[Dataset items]
►

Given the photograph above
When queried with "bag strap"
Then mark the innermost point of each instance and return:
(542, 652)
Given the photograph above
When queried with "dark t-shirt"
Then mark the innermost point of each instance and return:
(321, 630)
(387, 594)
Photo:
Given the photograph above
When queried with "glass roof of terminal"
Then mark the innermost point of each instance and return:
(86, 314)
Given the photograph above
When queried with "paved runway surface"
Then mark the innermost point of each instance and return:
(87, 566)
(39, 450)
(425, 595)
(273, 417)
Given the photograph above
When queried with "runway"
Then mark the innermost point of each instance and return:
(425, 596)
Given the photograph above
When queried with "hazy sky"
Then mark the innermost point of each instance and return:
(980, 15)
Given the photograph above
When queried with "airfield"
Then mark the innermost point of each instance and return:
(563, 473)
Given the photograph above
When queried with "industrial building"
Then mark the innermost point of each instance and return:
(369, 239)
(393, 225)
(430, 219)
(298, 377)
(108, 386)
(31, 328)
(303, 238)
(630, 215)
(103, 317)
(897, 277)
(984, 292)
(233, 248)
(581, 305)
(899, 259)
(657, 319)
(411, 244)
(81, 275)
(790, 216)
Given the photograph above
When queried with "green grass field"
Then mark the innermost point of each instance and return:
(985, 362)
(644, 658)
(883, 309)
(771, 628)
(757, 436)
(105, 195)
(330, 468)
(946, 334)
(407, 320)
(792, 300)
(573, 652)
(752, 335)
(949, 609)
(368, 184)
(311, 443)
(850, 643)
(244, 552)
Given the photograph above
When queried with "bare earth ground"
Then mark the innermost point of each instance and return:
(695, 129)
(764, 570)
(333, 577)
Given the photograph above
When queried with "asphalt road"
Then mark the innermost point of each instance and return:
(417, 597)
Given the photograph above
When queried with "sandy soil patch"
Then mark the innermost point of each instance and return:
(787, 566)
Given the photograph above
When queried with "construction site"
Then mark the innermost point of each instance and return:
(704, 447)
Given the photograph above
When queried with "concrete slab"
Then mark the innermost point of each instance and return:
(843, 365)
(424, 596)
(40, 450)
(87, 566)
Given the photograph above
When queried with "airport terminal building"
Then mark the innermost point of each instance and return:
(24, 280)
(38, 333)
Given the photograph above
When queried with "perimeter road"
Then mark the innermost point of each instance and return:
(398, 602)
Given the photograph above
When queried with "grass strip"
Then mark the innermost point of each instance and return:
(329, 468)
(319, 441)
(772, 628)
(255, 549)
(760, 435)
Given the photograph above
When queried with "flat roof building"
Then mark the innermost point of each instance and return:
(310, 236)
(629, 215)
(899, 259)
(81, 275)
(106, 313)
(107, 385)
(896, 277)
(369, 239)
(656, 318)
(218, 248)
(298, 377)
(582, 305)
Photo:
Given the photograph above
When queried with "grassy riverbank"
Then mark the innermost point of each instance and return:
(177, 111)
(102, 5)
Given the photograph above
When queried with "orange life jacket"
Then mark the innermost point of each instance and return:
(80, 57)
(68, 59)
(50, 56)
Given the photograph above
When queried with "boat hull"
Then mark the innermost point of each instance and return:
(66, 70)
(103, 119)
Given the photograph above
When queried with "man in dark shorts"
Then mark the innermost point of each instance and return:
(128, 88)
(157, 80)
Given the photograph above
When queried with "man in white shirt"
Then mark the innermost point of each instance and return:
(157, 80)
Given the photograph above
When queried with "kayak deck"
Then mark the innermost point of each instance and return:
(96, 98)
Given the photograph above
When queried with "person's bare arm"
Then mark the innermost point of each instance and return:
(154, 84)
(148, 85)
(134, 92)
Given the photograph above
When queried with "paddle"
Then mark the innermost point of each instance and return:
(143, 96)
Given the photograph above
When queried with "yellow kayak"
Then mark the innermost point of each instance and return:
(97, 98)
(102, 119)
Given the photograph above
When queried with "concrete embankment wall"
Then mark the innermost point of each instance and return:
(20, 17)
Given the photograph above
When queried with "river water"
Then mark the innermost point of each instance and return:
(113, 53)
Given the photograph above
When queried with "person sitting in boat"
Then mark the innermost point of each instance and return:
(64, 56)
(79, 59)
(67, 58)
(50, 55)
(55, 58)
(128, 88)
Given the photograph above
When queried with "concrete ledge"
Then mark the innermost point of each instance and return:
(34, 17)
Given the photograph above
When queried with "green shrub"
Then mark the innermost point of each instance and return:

◄

TO DO
Repeat the material above in full, quoting it exactly.

WRITTEN SOLUTION
Given the photograph above
When queried with "bag strap"
Then mark the innermost point of each instance and return:
(542, 652)
Given the photograph above
When queried with "dark t-shirt"
Then mark the innermost point of each instance and return:
(321, 630)
(387, 594)
Photo:
Given the photograph above
When queried with "glass roof of terminal"
Then mark the innermost point of each instance and return:
(86, 314)
Given the photograph above
When queried with "paved runway surface"
Then mark the innermost point of each instance and return:
(87, 566)
(39, 450)
(425, 595)
(273, 417)
Given the photograph above
When queried with "runway"
Then mark the innermost point of each instance and return:
(425, 596)
Given the photograph above
When queried with "hazy sky"
Then mark the innermost point of each instance and return:
(980, 15)
Given the photograph above
When queried with "airfield"
Then mark the innermost point of each instance and return:
(563, 473)
Given the photograph above
When queried with "industrial building"
Then mark the innermost point of each instance and return:
(369, 239)
(393, 225)
(430, 219)
(298, 377)
(108, 386)
(31, 328)
(303, 238)
(630, 215)
(103, 317)
(897, 277)
(984, 292)
(233, 248)
(581, 305)
(899, 259)
(657, 319)
(411, 244)
(81, 275)
(790, 216)
Given the photograph above
When queried with "green grass field"
Then mark the innermost point of each instance and return:
(985, 362)
(644, 658)
(883, 309)
(771, 628)
(757, 436)
(105, 195)
(330, 468)
(946, 334)
(407, 320)
(792, 300)
(573, 652)
(752, 335)
(949, 609)
(368, 184)
(311, 443)
(850, 643)
(244, 552)
Given the photograph above
When queried with "bare earth ground"
Then mark the innermost point of each instance and return:
(695, 129)
(764, 570)
(333, 577)
Given the photograph above
When queried with "asphalt road"
Then mark the innermost point of each instance and return:
(417, 597)
Given the photograph above
When queried with "sandy soil patch"
Then mark the innermost point of each instance and return:
(787, 566)
Given the photograph above
When queried with "construction site"
Then mark the innermost point of each instance and return:
(704, 447)
Given the photograph above
When queried with "concrete slab"
Then mark the innermost point of each instance and return:
(843, 365)
(424, 596)
(40, 450)
(87, 566)
Given the photograph above
When queried with "airport terminal building"
Then mark the innermost point of each instance and return:
(24, 280)
(38, 333)
Given the photograph above
When queried with "perimeter road"
Then mark the innermost point of each instance and return:
(398, 602)
Given the photograph above
When queried with "grass strip"
Then mark the innermost point of each instance and return:
(329, 468)
(319, 441)
(772, 628)
(255, 549)
(760, 435)
Given the photograph above
When queried with "flat roof building"
Then mark the innermost point of each instance and return:
(310, 236)
(629, 215)
(899, 259)
(81, 275)
(106, 313)
(107, 385)
(896, 277)
(369, 239)
(656, 318)
(218, 248)
(298, 377)
(582, 305)
Photo:
Given the photograph above
When queried with "grassy riverbank"
Then mark the innermost point of each instance and return:
(177, 111)
(102, 5)
Given the photograph above
When queried with "orange life jacket"
Then mark the innermost point of each instance and return:
(80, 57)
(68, 59)
(50, 56)
Given the photograph above
When queried with "boat hull"
Then mark the innermost point of each instance and return:
(66, 70)
(103, 119)
Given the photograph above
When queried with "man in dark shorts"
Then mark the innermost point of each instance and return:
(128, 88)
(157, 80)
Given the photograph above
When queried with "man in white shirt"
Then mark the innermost point of each instance and return:
(157, 80)
Given the photograph above
When queried with "kayak deck"
Then mark the innermost point of each instance and return:
(96, 98)
Given the photograph above
When queried with "person's bare arm"
Then mark the innermost point of each instance and return:
(154, 84)
(148, 85)
(134, 92)
Given the photograph above
When queried with "paddle"
Then mark the innermost point of each instance and return:
(143, 96)
Given the photograph above
When queried with "yellow kayak"
Then mark the innermost point of each instance and return:
(97, 98)
(102, 119)
Given the photograph above
When queried with "concrete embankment wall"
Then mark the innermost point of each instance and return:
(20, 17)
Given the photograph above
When queried with "river water"
Then mark the innermost point of each instance and return:
(113, 53)
Given the photograph above
When queried with "person sitting in boat"
Then mark the innermost point of each instance and return:
(64, 56)
(79, 59)
(67, 58)
(50, 55)
(55, 58)
(128, 88)
Given the photograph above
When queried with "concrete ledge"
Then mark the innermost point of each instance and return:
(34, 17)
Given the photograph above
When queried with "green shrub"
Then mark the innermost point of each instance and return:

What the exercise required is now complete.